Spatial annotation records
"""

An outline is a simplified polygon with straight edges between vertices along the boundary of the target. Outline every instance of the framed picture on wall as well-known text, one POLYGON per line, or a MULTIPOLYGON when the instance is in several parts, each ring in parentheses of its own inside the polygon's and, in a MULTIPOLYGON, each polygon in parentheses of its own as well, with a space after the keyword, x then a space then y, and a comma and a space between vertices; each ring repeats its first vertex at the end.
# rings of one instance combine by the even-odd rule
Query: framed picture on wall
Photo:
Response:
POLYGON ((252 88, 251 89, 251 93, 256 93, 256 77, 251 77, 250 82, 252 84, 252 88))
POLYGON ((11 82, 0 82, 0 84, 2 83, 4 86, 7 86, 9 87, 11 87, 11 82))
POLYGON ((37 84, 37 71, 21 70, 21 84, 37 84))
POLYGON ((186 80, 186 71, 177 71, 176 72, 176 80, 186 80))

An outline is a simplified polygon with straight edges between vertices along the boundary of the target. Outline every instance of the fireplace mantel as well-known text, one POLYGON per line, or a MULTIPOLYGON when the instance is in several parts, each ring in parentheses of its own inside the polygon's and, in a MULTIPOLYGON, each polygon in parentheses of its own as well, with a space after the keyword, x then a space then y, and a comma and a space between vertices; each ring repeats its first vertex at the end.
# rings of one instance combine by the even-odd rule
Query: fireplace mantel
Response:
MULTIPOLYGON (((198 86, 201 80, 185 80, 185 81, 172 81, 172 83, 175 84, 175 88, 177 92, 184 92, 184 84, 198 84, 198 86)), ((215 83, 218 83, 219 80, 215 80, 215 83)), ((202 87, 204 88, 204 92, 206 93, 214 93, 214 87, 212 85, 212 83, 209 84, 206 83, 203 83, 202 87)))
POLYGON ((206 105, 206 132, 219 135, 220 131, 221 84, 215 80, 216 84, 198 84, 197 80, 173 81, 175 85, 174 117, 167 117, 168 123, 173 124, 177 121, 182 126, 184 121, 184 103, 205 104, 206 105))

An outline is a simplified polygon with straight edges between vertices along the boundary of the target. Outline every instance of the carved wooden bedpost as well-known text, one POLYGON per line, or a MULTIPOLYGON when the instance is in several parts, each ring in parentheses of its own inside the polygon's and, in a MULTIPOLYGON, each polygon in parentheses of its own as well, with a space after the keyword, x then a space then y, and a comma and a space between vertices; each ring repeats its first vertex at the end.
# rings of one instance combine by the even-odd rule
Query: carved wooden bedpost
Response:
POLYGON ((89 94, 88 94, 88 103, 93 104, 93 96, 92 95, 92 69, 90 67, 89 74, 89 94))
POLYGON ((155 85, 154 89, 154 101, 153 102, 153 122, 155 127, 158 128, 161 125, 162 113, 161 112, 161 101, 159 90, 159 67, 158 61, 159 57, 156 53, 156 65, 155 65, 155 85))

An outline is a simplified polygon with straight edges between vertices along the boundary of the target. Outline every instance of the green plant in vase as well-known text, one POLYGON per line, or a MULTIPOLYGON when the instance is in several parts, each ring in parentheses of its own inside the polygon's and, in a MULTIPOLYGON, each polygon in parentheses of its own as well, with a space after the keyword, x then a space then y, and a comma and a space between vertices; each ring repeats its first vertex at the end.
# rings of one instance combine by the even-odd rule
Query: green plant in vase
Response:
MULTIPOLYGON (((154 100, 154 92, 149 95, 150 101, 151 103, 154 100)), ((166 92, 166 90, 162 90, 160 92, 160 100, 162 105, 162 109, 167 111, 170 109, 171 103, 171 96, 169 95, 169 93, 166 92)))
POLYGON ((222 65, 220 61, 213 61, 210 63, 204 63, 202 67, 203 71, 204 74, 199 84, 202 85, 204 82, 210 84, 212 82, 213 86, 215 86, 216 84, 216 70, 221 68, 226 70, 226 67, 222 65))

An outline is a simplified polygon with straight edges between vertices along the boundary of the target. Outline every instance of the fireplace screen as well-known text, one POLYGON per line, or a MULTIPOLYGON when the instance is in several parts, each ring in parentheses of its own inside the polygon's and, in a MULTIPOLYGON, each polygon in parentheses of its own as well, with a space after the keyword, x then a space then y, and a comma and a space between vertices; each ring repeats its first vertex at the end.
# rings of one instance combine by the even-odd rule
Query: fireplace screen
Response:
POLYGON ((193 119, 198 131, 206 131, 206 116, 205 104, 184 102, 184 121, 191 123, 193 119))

"""

### AIM OF THE EXERCISE
Can you reproduce all of the material above, word for word?

### ANSWER TO THE PROBLEM
An outline is a simplified polygon with straight edges between vertices along the boundary of the target. Outline every instance of the framed picture on wall as well-known text, one POLYGON per line, or a MULTIPOLYGON when the instance is in several parts, each ring in parentheses of its own inside the polygon's and, in a MULTIPOLYGON, each polygon in parentheses of its own as well, with a space after the keyword, x then a space then y, and a comma and a space between vertices; each ring repeats its first vertex at the end.
# rings of one instance combine by the even-odd rule
Query: framed picture on wall
Photo:
Response:
POLYGON ((252 88, 251 89, 251 93, 256 93, 256 77, 251 77, 250 82, 252 84, 252 88))
POLYGON ((11 82, 0 82, 0 84, 2 83, 4 86, 7 86, 9 87, 11 87, 11 82))
POLYGON ((37 84, 37 71, 21 70, 21 84, 37 84))
POLYGON ((186 80, 186 71, 177 71, 176 72, 176 80, 186 80))

An outline is a simplified polygon with straight edges between vertices along the boundary of the target. Outline every instance of the fireplace mantel as well-known text, one POLYGON per line, or a MULTIPOLYGON when the instance is in several parts, each ring in parentheses of its own inside the polygon's and, in a MULTIPOLYGON, each polygon in parentheses of its own as well, with a space after the keyword, x then a space then y, and a comma and a space between vertices; each ring repeats its first vertex at the end.
# rings of one instance combine by the even-odd rule
Query: fireplace mantel
Response:
MULTIPOLYGON (((198 86, 201 80, 185 80, 185 81, 172 81, 172 83, 175 84, 175 88, 177 92, 184 92, 184 84, 198 84, 198 86)), ((215 83, 218 83, 219 80, 215 80, 215 83)), ((202 87, 204 88, 204 92, 206 93, 214 93, 214 87, 212 85, 212 83, 209 84, 206 83, 203 83, 202 87)))
POLYGON ((206 105, 206 132, 219 135, 220 131, 221 84, 215 80, 216 84, 198 84, 197 80, 173 81, 175 85, 174 117, 167 117, 168 123, 173 124, 177 121, 182 126, 184 121, 184 103, 205 104, 206 105))

An outline is a simplified polygon with straight edges between vertices along the boundary of the target. Outline every instance of the carved wooden bedpost as well-known text, one POLYGON per line, or a MULTIPOLYGON when the instance is in several parts, each ring in parentheses of its own inside the polygon's and, in a MULTIPOLYGON, each polygon in parentheses of its own as well, with a space after the keyword, x then a space then y, and a comma and a space between vertices; each ring repeats its first vertex at the end.
# rings of one instance combine by the even-odd rule
Query: carved wooden bedpost
Response:
POLYGON ((89 94, 88 94, 88 103, 93 104, 93 96, 92 95, 92 69, 90 67, 89 74, 89 94))
POLYGON ((155 85, 154 89, 154 101, 153 102, 153 122, 155 127, 158 128, 161 125, 162 113, 161 112, 161 101, 159 90, 159 67, 158 61, 159 57, 156 53, 156 65, 155 65, 155 85))

An outline is a simplified polygon with straight edges between vertices along the boundary of the target. Outline every instance of the green plant in vase as well-known text, one POLYGON per line, or a MULTIPOLYGON when the instance is in several parts, each ring in parentheses of its own inside the polygon's and, in a MULTIPOLYGON, each polygon in parentheses of its own as well, with a space after the keyword, x then a space then y, and a comma and a space between vertices; each ring repeats its first vertex at the end.
# rings of one instance combine by the even-odd rule
Query: green plant in vase
Response:
MULTIPOLYGON (((154 100, 154 92, 149 95, 150 101, 151 103, 154 100)), ((166 92, 166 90, 162 90, 160 92, 160 100, 162 105, 162 109, 167 111, 170 109, 171 103, 171 96, 169 95, 169 93, 166 92)))
POLYGON ((222 65, 220 61, 213 61, 210 63, 204 63, 202 67, 203 71, 204 74, 199 84, 202 85, 204 82, 210 84, 212 82, 213 86, 215 86, 216 84, 216 70, 221 68, 226 70, 226 67, 222 65))

An outline is a simplified polygon with straight edges between vertices along the boundary of the target. Outline every instance of the fireplace screen as well-known text, one POLYGON per line, or a MULTIPOLYGON when the instance is in several parts, each ring in parentheses of its own inside the polygon's and, in a MULTIPOLYGON, each polygon in parentheses of its own as well, with a space after the keyword, x then a space then y, and a comma and a space between vertices; each ring repeats its first vertex at the end.
# rings of one instance combine by the even-odd rule
Query: fireplace screen
Response:
POLYGON ((193 119, 198 131, 206 131, 206 116, 205 104, 184 102, 184 121, 191 123, 193 119))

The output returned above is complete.